Outline annotation entries
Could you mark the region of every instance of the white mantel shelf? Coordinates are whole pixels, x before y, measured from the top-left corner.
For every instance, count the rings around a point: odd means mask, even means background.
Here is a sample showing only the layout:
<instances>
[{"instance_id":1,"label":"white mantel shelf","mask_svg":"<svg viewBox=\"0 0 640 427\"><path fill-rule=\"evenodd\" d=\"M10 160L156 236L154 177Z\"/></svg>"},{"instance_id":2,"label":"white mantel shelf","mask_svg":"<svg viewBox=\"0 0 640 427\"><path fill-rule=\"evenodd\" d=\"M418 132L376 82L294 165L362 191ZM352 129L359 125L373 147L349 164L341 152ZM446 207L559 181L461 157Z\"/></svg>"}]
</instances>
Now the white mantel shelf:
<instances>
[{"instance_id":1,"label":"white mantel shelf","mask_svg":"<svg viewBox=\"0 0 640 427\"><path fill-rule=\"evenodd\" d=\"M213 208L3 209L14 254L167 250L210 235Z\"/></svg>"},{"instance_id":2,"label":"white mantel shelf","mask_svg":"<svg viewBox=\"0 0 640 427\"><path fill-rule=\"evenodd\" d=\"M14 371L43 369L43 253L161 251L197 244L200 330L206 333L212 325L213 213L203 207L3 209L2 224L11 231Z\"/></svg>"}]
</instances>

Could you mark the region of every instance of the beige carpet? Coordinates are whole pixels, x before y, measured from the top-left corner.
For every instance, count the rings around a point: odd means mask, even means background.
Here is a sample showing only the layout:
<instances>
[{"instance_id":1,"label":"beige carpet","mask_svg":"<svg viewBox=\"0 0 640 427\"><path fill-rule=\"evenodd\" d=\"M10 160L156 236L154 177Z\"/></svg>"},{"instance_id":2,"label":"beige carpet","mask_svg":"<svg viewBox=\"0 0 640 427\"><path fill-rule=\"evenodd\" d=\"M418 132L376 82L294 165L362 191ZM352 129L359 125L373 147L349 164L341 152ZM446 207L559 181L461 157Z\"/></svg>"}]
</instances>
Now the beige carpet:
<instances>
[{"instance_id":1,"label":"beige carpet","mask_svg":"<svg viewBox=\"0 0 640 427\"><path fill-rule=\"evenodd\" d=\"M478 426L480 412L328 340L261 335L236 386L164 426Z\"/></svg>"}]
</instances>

Given problem ▸
Could you format the entries from the line containing "Could you mark the region of every instance of the beige" through the end of the entries as a two-column CSV with the columns entry_text and answer? Use one row per entry, put each value in a single quoted field, and replace line breaks with spaces.

Response below ▸
entry_text,answer
"Could you mark the region of every instance of the beige carpet? Coordinates are whole pixels, x before y, measured from the top-left corner. For every instance, count the rings around a point: odd means mask, even means background. Here is a sample showing only the layout: <instances> [{""instance_id"":1,""label"":""beige carpet"",""mask_svg"":""<svg viewBox=\""0 0 640 427\""><path fill-rule=\""evenodd\"" d=\""M10 160L156 236L154 177Z\""/></svg>""},{""instance_id"":2,""label"":""beige carpet"",""mask_svg"":""<svg viewBox=\""0 0 640 427\""><path fill-rule=\""evenodd\"" d=\""M418 132L376 82L294 165L362 191ZM352 129L359 125L373 147L349 164L341 152ZM446 207L559 181L461 157Z\""/></svg>""}] </instances> Now the beige carpet:","<instances> [{""instance_id"":1,""label"":""beige carpet"",""mask_svg"":""<svg viewBox=\""0 0 640 427\""><path fill-rule=\""evenodd\"" d=\""M478 426L480 412L328 340L261 335L236 386L164 426Z\""/></svg>""}] </instances>"